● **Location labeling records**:
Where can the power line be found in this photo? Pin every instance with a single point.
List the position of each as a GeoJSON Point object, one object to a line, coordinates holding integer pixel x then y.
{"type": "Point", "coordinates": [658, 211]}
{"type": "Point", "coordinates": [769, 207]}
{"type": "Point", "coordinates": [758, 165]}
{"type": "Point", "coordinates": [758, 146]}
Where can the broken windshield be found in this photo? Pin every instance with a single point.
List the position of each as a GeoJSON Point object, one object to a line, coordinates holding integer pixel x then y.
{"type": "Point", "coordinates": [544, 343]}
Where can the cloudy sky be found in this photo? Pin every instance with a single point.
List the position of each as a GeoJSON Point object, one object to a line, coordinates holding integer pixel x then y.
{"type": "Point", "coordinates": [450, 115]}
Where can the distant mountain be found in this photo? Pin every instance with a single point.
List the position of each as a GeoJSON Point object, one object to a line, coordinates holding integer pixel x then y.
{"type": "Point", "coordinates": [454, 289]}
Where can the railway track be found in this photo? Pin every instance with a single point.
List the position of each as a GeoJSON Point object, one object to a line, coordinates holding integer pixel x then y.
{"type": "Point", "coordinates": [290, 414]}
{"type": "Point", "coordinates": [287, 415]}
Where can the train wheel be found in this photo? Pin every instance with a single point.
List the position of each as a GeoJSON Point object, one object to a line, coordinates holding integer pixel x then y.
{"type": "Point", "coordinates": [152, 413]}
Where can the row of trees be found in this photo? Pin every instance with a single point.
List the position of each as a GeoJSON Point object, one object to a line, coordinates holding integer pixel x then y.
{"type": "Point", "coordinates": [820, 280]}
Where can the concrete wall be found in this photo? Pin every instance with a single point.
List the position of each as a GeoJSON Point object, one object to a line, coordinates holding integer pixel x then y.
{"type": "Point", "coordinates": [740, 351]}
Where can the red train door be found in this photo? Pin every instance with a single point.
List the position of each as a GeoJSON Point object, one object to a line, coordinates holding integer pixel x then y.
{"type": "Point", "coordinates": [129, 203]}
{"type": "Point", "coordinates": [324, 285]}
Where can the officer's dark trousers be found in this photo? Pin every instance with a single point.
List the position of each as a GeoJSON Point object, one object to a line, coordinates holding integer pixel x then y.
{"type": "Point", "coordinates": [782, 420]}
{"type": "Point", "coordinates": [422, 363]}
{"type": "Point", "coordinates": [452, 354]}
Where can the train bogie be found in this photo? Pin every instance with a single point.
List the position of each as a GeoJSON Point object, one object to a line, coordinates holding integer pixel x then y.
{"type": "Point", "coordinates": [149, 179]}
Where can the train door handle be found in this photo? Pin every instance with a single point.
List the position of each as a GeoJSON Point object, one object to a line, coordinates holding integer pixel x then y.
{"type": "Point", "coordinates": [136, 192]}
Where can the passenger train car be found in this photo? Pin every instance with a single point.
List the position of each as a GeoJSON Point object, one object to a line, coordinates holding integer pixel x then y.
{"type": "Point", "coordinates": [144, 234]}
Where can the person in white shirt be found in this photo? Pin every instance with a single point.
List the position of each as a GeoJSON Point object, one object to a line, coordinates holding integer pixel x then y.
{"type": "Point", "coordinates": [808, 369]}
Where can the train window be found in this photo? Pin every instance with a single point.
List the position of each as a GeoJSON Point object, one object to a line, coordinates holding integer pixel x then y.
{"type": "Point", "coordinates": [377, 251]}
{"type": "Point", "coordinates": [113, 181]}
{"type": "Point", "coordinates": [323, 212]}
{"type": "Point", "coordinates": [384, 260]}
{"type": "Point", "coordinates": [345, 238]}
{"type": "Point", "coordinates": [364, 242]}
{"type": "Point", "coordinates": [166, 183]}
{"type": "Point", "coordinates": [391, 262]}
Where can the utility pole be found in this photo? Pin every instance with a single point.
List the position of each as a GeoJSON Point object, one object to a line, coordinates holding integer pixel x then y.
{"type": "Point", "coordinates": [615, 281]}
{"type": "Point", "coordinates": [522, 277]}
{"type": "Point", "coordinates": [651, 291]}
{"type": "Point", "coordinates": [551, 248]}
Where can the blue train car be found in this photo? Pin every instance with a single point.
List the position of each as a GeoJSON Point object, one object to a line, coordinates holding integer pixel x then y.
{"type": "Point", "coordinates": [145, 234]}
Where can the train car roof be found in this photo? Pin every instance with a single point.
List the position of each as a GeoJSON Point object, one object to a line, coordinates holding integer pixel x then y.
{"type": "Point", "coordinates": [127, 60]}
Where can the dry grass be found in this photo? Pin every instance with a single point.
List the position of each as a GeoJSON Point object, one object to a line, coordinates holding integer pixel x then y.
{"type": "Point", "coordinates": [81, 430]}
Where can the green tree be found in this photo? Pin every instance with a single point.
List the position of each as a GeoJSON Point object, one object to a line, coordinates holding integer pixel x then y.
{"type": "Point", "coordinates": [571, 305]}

● **Short problem**: Write the complete data out, exactly as above.

● **Result**:
Where can the power line be found in this photo? Pin every instance with a single point.
List the position of each as a GeoJSON Point object, one object to a line, coordinates holding integer pixel x then y.
{"type": "Point", "coordinates": [658, 211]}
{"type": "Point", "coordinates": [769, 207]}
{"type": "Point", "coordinates": [758, 165]}
{"type": "Point", "coordinates": [758, 146]}
Where can the broken windshield be found in this photo? Pin every instance with a single point.
List the position of each as a GeoJSON Point object, one object to a line, coordinates holding integer pixel x then y.
{"type": "Point", "coordinates": [544, 343]}
Where can the cloudy sky be found in this photo? Pin every instance with a single point.
List the position of each as a GeoJSON Point object, one object to a line, coordinates holding integer pixel x then y.
{"type": "Point", "coordinates": [450, 115]}
Where can the distant mountain be found in this photo? Pin every instance with a single point.
List the position of each as a GeoJSON Point object, one object to a line, coordinates holding integer pixel x then y.
{"type": "Point", "coordinates": [454, 289]}
Where can the railway track be found in this photo? Pin every instance with a single point.
List the position of each as a GeoJSON Point object, one object to a line, coordinates holding integer pixel x then y.
{"type": "Point", "coordinates": [290, 414]}
{"type": "Point", "coordinates": [287, 415]}
Where can the train wheel be found in this photo? Pin every instance with a single point.
List the position of each as a GeoJSON Point object, one object to a line, coordinates holding integer pixel x then y.
{"type": "Point", "coordinates": [152, 413]}
Where can the row of trees be found in this photo? Pin every instance with a single point.
List the position of each as a GeoJSON Point object, one object to a line, coordinates holding integer pixel x then y.
{"type": "Point", "coordinates": [820, 280]}
Where can the concrete wall be found in this photo? Pin every instance with a single point.
List the position of each as a GeoJSON Point object, one object to a line, coordinates holding integer pixel x then y.
{"type": "Point", "coordinates": [740, 351]}
Where can the red train door be found in this photo? Pin every instance with a single point.
List the position of each as a GeoJSON Point object, one object to a line, coordinates holding integer pixel x then y.
{"type": "Point", "coordinates": [129, 203]}
{"type": "Point", "coordinates": [324, 285]}
Where can the officer's dark trousers be found in this photo? Pin every instance with a single point.
List the position of each as a GeoJSON Point object, one object to a line, coordinates holding integer pixel x then y.
{"type": "Point", "coordinates": [782, 420]}
{"type": "Point", "coordinates": [422, 363]}
{"type": "Point", "coordinates": [452, 354]}
Where can the train bogie be found in this photo? Pin every instance with a single point.
List the position of each as a GeoJSON Point object, one object to a line, coordinates holding integer pixel x then y.
{"type": "Point", "coordinates": [149, 179]}
Where can the train door handle be found in this photo? Pin every instance with a single point.
List the position of each as a GeoJSON Point object, one object to a line, coordinates holding integer pixel x then y.
{"type": "Point", "coordinates": [136, 192]}
Where can the passenger train car be found in this photo? Pin every instance with a single point.
List the position of each as a GeoJSON Point object, one object to a line, coordinates holding integer pixel x then y.
{"type": "Point", "coordinates": [144, 234]}
Where can the person in white shirt be found in this photo? Pin every instance with a single point.
List the position of each as a GeoJSON Point object, one object to a line, coordinates holding integer pixel x then y.
{"type": "Point", "coordinates": [808, 369]}
Where can the train window be found in this photo? Pin every instance with a single point.
List the position of each as a GeoJSON Point object, one object to a line, coordinates holding integer pixel x then y.
{"type": "Point", "coordinates": [377, 251]}
{"type": "Point", "coordinates": [113, 181]}
{"type": "Point", "coordinates": [323, 212]}
{"type": "Point", "coordinates": [384, 260]}
{"type": "Point", "coordinates": [345, 238]}
{"type": "Point", "coordinates": [364, 242]}
{"type": "Point", "coordinates": [166, 183]}
{"type": "Point", "coordinates": [391, 262]}
Where can the utility pole be found in this photo? Pin every instance with a single point.
List the position of each as a GeoJSON Point object, one object to a line, coordinates holding integer pixel x then y.
{"type": "Point", "coordinates": [615, 281]}
{"type": "Point", "coordinates": [522, 277]}
{"type": "Point", "coordinates": [651, 291]}
{"type": "Point", "coordinates": [551, 248]}
Where can the blue train car be found in this photo? Pin every instance with a single point.
List the position of each as a GeoJSON Point object, one object to a line, coordinates holding integer pixel x then y.
{"type": "Point", "coordinates": [145, 234]}
Where can the train car roof be found in this photo? Pin every instance with a single point.
List the position of each as a GeoJSON Point object, one object to a line, coordinates holding integer pixel x then y.
{"type": "Point", "coordinates": [127, 60]}
Where can the dry grass be found in this photo? Pin every instance with a single point.
List the position of each as a GeoJSON Point object, one object to a line, coordinates holding integer pixel x then y.
{"type": "Point", "coordinates": [81, 430]}
Where can the green tree be found in this photo? Pin every instance with a single point.
List the position of each as a GeoJSON Point object, one object to a line, coordinates holding integer pixel x then y.
{"type": "Point", "coordinates": [571, 305]}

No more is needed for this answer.